▸ Page excerpt:
JSC-BIO-2710

Data Intensive Computing for Applied Bioinformatics

Table Of Contents

Previous topic

Week Three 31-Jan-12

This Page

Week Four 07-Feb-12

Tuesday

Note

Learning Goals:

  • structure of a python program
  • python comments
  • running python programs from a shell script
  • BLAST e-values

Lecture

Quiz 3

Introduction To Python

  • format of python script:

    #!/usr/bin/env  python
    
    print "Hello World"
    
  • comments, header:

    #!/usr/bin/env python
    
    """
    
       Author: James Vincent
       Date:   07-Feb-12
    
       This program prints Hello World.
    
    """
    
    # print today's message
    print "Hello World"
    
  • variable naming: myVar or my_var:

    #!/usr/bin/env python
    
    """
    
       Author: James Vincent
       Date:   07-Feb-12
    
       This program prints Hello World.
    
    """
    
    thisMessage = "Hello World"
    print thisMessage
    
    that_message = "Hello World"
    print that_message
    
  • indentation is meaningful:

    #!/usr/bin/env python
    
    """
    
       Author: James Vincent
       Date:   07-Feb-12
    
       This program prints Hello World.
    
    """
    
    thisMessage = "Hello World"
       print thisMessage  # this will fail
    
    that_message = "Hello World"
    print that_message

Homework review

  • identify unknown sequence - two hits at 100% ??

BLAST

  • meaning of e-value
  • what if we make up our own sequence?
  • how does changing e-value affect results?

Homework Directories

  • create homework, quiz, project directories in home directory

  • all homework goes in its own subdirectory of homework:

    homework/week4/Tues
    homework/week4/Thurs
    homework/week5/Tues
    homework/week5/Thurs
    

Homework

Reading

Exercises

  • complete Exercises 5-10 and 13 in the python reading above

Turn In

  • make sure you have a directory called homework in your home directory
  • make subdirectories under homework for each week and day
  • turn in completed exercises from the reading above
  • include a descriptive header (in comments ) to every python program you write
  • write a shell script to run BLAST on the sequence from Homework5 (Thursday, last week) against the 16SMicrobial database (just like the last homework)

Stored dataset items
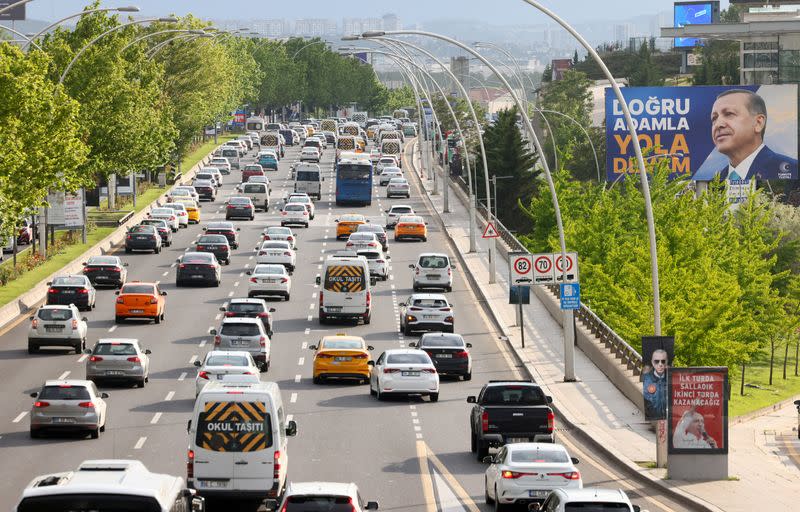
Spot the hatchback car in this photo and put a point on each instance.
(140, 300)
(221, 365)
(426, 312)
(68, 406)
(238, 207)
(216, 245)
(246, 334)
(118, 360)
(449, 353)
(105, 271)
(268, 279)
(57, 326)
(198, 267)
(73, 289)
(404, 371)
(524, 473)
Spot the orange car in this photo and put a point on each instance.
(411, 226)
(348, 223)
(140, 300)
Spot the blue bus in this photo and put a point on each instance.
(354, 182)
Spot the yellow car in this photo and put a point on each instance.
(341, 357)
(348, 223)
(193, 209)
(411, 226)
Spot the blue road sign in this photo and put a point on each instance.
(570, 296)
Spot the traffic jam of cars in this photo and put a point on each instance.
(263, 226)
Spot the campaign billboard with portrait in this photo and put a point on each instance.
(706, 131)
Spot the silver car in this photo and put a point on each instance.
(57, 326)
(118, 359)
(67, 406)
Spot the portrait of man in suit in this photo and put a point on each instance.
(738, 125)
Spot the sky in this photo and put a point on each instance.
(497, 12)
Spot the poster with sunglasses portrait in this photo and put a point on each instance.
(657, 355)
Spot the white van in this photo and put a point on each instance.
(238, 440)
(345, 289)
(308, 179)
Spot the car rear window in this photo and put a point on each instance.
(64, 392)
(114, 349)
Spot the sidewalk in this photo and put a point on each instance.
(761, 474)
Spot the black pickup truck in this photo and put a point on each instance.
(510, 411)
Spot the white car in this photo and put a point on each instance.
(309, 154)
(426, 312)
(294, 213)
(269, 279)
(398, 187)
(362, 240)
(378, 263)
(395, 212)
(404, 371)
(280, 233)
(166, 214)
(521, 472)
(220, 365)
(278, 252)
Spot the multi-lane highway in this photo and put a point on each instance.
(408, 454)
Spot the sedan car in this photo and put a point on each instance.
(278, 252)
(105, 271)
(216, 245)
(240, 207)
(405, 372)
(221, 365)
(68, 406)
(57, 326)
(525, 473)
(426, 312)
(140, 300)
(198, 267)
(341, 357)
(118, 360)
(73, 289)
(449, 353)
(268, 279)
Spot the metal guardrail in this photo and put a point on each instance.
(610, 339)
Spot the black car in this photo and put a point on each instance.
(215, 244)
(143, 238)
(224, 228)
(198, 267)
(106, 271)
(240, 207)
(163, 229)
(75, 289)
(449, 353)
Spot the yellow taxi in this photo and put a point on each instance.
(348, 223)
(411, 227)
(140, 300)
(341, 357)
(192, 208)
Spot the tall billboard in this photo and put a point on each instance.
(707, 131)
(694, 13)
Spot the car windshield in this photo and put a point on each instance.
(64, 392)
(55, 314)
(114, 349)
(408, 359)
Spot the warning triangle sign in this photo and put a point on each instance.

▸ Questions to answer:
A) Answer these questions from the Week Four course page:
(i) Which exercises from the python reading are to be completed?
(ii) Against which database should the shell script run BLAST?
(iii) What author name appears in the example program headers?
B) Please print the Week Four course page between "Homework review" and "e-value affect results?", inclusive.

▸ Written responses:
A)
(i) Exercises 5-10 and 13
(ii) The 16SMicrobial database
(iii) James Vincent

B)
Homework review

  • identify unknown sequence - two hits at 100% ??

BLAST

  • meaning of e-value
  • what if we make up our own sequence?
  • how does changing e-value affect results?